Excerpts from a pointing dataset
^^^^^^^^^^^^^^^^
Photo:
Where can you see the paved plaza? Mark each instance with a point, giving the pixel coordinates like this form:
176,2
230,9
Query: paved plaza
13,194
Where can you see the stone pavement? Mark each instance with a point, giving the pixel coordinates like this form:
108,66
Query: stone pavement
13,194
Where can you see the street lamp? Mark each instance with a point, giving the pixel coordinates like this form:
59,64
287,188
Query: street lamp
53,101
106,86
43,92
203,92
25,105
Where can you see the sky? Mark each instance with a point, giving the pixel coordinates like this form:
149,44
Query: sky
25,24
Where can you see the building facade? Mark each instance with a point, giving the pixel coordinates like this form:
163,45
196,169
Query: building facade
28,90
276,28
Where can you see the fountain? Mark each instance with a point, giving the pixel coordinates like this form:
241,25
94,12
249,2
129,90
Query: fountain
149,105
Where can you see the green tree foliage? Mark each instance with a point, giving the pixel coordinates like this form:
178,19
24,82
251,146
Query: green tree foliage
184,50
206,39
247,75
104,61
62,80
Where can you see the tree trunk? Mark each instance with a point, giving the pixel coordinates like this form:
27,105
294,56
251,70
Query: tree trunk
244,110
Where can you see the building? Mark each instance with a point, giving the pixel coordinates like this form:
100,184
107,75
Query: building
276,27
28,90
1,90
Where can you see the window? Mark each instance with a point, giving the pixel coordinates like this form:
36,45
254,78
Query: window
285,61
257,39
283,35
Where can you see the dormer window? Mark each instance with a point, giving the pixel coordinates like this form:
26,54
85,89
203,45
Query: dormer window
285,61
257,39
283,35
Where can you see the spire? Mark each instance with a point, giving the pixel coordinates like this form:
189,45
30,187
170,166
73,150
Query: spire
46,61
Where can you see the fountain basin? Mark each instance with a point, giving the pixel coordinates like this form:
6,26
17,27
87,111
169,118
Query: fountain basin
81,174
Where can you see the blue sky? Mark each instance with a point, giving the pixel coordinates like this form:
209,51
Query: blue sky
^^^^^^^^^^^^^^^^
What you have to do: Render all of the material above as a JSON list of strings, one string per line, leaving out blank lines.

Answer in full:
[
  "Photo:",
  "Where can you see the paved plaza? Mark each instance with a point, giving the pixel coordinates like this form:",
  "176,2",
  "230,9",
  "Query: paved plaza",
  "13,194",
  "Where can you see the stone pavement? Mark each instance with a point, giving the pixel coordinates like this form:",
  "108,66",
  "Query: stone pavement",
  "13,194",
  "Where can you see the street lamp? Mark each instance with a point, giving the pixel coordinates like this form:",
  "59,64",
  "287,188",
  "Query: street lamp",
  "53,101",
  "106,86",
  "43,92",
  "203,92",
  "25,105",
  "Where can you see the sky? Mark each instance with a point, giving the pixel coordinates like this form:",
  "149,44",
  "Query: sky",
  "25,24",
  "Where can you see the building facade? Mark each instance with a point, giving the pixel coordinates like this form:",
  "163,45",
  "196,169",
  "Query: building facade",
  "28,90",
  "276,28",
  "Where can you see the fountain? Mark each instance with a point, giving the pixel coordinates like this form:",
  "241,25",
  "94,12",
  "249,2",
  "129,90",
  "Query: fountain",
  "149,105",
  "Where can you see the green tree foliage? Mark each instance with a point, giving the pixel coordinates like this form:",
  "178,19",
  "24,82",
  "251,146",
  "Query: green tree foliage",
  "184,50",
  "206,39",
  "247,75",
  "104,61",
  "62,80",
  "Where can you see the tree trunk? Mark each instance with a point, giving the pixel coordinates like this form:",
  "27,105",
  "294,56",
  "251,70",
  "Query: tree trunk",
  "244,110",
  "Where can you see the building? Mark each instance with a point, giving the pixel coordinates like this form:",
  "100,184",
  "107,75",
  "Query: building",
  "276,27",
  "28,90",
  "1,90",
  "Where can you see the window? Mark each instance with a point, giving the pixel coordinates like this form:",
  "36,45",
  "254,78",
  "Query: window",
  "285,61",
  "257,39",
  "283,35",
  "Where can you see the dormer window? Mark each instance with a point, giving the pixel coordinates like this form:",
  "26,54",
  "85,89",
  "203,45",
  "Query: dormer window",
  "285,61",
  "257,39",
  "283,35",
  "Where can you see the spire? Mark each instance with a point, giving the pixel coordinates like this form:",
  "189,45",
  "30,187",
  "170,166",
  "73,150",
  "Query: spire",
  "46,61",
  "Where can you see the fountain basin? Mark each instance with a point, giving the pixel coordinates like this form:",
  "6,26",
  "17,27",
  "87,111",
  "169,118",
  "Query: fountain basin",
  "81,174",
  "Where can you see the blue sky? Mark each instance with a point, giving the pixel coordinates like this form:",
  "209,51",
  "Query: blue sky"
]